**Problem details:**
The required answer is each line in the entries below where "temple" occurs.

**Raw data:**

::::

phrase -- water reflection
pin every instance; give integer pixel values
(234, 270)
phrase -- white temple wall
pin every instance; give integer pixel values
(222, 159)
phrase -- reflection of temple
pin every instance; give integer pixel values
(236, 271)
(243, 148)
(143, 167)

::::

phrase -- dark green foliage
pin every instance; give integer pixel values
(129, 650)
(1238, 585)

::::

**Exercise output:**
phrase -- white temple wall
phrase -- reflection of temple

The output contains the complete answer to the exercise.